AIM
Every record here needs to be written out again exactly.

RECORDS PROVIDED
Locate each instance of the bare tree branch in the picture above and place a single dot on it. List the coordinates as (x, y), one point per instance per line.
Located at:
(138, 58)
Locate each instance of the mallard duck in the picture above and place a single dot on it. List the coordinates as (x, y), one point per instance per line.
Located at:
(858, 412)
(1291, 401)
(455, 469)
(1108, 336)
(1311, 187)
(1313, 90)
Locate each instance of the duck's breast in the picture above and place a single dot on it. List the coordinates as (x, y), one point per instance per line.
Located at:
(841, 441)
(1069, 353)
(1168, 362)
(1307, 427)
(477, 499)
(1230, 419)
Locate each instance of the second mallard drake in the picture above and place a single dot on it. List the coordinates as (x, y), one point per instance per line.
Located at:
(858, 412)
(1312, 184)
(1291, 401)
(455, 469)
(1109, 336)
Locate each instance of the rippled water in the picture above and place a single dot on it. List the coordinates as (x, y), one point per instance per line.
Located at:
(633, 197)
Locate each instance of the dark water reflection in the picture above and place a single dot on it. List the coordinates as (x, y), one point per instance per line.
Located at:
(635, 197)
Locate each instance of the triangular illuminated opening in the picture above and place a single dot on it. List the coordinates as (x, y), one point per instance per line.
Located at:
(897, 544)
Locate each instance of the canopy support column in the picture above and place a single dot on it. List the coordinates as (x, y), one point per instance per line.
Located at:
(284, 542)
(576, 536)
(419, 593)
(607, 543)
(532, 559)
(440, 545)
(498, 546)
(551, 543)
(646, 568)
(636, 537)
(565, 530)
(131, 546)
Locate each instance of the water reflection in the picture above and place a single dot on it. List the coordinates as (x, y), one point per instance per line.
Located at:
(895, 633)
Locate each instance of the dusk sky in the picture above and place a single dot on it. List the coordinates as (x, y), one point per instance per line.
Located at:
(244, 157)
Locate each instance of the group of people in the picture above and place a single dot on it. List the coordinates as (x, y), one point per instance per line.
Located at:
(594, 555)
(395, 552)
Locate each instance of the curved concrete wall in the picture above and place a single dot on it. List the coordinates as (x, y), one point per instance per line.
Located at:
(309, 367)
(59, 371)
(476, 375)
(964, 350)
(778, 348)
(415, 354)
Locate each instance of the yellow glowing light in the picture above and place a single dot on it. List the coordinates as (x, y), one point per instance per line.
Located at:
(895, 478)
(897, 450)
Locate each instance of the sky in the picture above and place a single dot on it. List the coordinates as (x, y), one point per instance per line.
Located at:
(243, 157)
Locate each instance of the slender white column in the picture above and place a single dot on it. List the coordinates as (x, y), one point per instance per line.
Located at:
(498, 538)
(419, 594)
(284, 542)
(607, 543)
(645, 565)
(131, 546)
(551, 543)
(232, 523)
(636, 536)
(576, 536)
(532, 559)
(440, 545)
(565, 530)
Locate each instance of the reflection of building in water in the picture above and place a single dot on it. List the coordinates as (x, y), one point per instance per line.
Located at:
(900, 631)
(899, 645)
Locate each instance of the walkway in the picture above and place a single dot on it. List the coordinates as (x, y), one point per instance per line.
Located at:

OUTPUT FOR THIS EXERCISE
Locate each instance of the bare tree branch in the picture above and place a single dot on it. List the coordinates as (x, y), one point per instance per line.
Located at:
(138, 58)
Locate each instance of the mallard duck in the picture above and place a single dot on it. List the coordinates as (x, y), one point per instance per line.
Located at:
(858, 412)
(1291, 401)
(455, 469)
(1108, 336)
(1311, 187)
(1313, 90)
Locate each instance of the duck's breast in the picture above and place a single dot on it. List the coordinates as (x, y), one point per instance per line.
Located at:
(841, 441)
(1069, 353)
(1168, 362)
(1307, 427)
(477, 499)
(1230, 419)
Locate each instance of the second mallard drake in the picture above and place a single dot on it. List the coordinates as (x, y), one point per instance per line.
Located at:
(858, 412)
(1312, 184)
(1291, 401)
(455, 469)
(1109, 336)
Locate each instance of the rippled water in the picture above and place a single dot on it. List the coordinates as (x, y), one point per instance per line.
Located at:
(633, 197)
Locate each instance of the dark water reflection in the picture above and place a single dot on it. List the coordinates as (x, y), one point per instance per line.
Located at:
(635, 197)
Locate each instance of the triangular illuminated opening in the picture above and place a single dot on it. List the coordinates as (x, y), one point per instance per line.
Located at:
(897, 544)
Locate each instance of the canopy support column in the picture above and place a single dot on it. List the coordinates as (x, y), one point per instance per line.
Located at:
(284, 542)
(576, 536)
(419, 593)
(607, 543)
(532, 559)
(440, 545)
(498, 546)
(551, 543)
(646, 568)
(636, 537)
(565, 530)
(131, 546)
Locate each instance of the water reflection in the picture above and place a single dot on it. List the coordinates as (x, y), one point per instance per line.
Located at:
(895, 633)
Locate each instance of the dusk sky in the picture above and place a single dot on it. List the coordinates as (x, y), one point per instance per line.
Located at:
(244, 157)
Locate each instance of the group of people in the picture above and place a single dot on it. List the coordinates as (x, y), one point per instance per line.
Located at:
(594, 555)
(395, 552)
Locate each instance of the curved concrete wall in the picture above and place a single dot on it. List the coordinates as (x, y), one point per instance per line.
Located at:
(309, 367)
(59, 371)
(476, 375)
(964, 350)
(778, 348)
(415, 354)
Locate each instance of the yellow glowing light in the picture above and place a single dot on it. List the coordinates as (x, y), one point per instance per line.
Located at:
(895, 478)
(897, 450)
Locate each instance of the sky in the picture above and place a single dot on it. List the coordinates as (x, y), one point per instance per line.
Located at:
(243, 157)
Locate each instance of the slender white column in the picture above and place a single dot on it. List the coordinates as (x, y), one point per instance per line.
Located at:
(498, 538)
(419, 594)
(284, 542)
(607, 543)
(645, 565)
(131, 546)
(551, 543)
(232, 523)
(636, 536)
(576, 536)
(532, 559)
(440, 545)
(565, 530)
Locate each instance of the reflection of building in water in the picture above and place a single dot on it. List the coordinates as (x, y), one point per instance per line.
Located at:
(900, 631)
(899, 645)
Locate each instance of the walkway in the picture above and place a single dot on it. List the coordinates as (x, y), one point per instance per line.
Located at:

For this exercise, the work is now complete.